Stored data
=== Begin Enclosure ===

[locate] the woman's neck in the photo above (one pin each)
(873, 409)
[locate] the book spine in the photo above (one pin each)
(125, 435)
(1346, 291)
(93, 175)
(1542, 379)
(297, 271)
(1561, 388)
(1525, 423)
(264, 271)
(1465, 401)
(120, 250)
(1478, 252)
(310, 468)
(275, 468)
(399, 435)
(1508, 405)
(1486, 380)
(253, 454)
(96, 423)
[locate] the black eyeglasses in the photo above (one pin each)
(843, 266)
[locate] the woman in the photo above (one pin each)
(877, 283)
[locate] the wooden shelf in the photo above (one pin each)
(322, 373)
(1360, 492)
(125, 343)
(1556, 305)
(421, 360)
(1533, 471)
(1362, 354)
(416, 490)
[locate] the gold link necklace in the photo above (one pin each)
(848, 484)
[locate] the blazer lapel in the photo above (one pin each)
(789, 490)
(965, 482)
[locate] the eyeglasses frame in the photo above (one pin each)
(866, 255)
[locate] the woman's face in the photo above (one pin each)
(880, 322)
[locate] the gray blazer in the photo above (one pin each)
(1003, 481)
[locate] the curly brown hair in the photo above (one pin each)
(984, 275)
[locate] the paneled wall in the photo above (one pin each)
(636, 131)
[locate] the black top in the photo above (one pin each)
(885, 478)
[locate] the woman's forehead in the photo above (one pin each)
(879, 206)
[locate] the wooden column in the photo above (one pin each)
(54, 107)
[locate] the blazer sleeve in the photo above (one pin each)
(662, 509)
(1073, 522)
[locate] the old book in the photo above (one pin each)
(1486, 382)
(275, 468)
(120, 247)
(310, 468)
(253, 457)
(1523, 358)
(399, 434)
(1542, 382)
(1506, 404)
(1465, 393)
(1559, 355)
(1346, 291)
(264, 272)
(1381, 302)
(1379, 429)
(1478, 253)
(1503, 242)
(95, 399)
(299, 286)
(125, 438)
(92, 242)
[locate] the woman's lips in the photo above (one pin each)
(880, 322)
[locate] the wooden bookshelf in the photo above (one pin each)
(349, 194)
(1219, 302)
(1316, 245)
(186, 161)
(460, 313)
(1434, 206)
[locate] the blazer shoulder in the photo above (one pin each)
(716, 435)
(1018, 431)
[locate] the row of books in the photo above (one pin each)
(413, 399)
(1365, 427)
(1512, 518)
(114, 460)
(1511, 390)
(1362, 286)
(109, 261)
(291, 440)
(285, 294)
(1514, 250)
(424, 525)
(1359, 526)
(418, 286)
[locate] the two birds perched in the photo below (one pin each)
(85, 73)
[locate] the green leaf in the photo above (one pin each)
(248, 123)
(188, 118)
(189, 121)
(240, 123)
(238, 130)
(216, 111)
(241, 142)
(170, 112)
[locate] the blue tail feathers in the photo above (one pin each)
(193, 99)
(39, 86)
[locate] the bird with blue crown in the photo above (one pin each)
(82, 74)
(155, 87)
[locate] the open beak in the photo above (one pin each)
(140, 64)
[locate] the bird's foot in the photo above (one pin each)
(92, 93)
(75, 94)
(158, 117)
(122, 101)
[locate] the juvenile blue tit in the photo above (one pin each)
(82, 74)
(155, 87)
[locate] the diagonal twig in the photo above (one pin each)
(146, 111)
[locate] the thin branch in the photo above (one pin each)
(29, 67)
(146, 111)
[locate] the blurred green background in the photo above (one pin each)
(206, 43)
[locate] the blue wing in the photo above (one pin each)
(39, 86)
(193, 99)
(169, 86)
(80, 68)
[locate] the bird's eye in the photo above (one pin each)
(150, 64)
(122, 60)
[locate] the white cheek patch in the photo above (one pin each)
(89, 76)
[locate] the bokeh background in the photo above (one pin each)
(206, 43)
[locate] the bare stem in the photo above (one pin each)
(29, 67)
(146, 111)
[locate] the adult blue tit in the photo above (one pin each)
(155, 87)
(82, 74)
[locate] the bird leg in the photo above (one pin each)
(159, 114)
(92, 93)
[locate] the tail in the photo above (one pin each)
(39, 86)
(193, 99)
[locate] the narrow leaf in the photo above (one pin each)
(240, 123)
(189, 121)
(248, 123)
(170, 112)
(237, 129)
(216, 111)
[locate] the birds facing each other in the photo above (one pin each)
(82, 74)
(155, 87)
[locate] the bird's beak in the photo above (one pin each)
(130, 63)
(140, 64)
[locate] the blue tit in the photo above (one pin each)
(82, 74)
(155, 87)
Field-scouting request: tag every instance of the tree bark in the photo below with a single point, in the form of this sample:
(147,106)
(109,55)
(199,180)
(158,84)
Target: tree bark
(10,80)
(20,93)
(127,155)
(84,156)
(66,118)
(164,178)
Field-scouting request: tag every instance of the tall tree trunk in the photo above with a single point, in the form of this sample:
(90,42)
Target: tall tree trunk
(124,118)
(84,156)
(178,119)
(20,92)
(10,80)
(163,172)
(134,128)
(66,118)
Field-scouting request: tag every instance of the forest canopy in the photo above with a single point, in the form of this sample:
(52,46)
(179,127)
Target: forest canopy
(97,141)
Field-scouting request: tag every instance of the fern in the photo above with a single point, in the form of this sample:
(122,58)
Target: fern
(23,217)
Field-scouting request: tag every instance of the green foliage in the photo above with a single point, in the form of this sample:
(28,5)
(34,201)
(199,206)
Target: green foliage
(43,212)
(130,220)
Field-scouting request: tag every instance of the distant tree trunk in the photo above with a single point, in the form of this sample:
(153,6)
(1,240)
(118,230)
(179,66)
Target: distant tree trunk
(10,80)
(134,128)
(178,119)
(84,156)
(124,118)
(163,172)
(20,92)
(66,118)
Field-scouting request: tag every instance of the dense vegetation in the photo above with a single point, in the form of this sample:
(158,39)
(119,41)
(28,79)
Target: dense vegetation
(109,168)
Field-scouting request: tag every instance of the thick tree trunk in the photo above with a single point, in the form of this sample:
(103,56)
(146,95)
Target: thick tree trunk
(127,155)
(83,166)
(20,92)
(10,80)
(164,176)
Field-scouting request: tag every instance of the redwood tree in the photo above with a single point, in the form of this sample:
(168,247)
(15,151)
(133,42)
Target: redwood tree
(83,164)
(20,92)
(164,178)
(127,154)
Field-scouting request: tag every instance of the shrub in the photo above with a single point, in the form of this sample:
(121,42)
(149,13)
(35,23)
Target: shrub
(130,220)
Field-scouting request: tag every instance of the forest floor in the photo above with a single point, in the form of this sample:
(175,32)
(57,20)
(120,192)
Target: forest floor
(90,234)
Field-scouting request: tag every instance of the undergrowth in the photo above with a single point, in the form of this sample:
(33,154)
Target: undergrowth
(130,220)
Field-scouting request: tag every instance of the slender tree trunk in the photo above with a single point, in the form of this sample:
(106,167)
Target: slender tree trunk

=== End Enclosure ===

# WORK INSTRUCTION
Which of the lines in the data hold the string "slender"? Report each of them by copying it.

# COMPLETED TASK
Field-scouting request: tag every instance of the slender tree trunk in the photo above with a single point, in the form of this sample:
Target: slender tree trunk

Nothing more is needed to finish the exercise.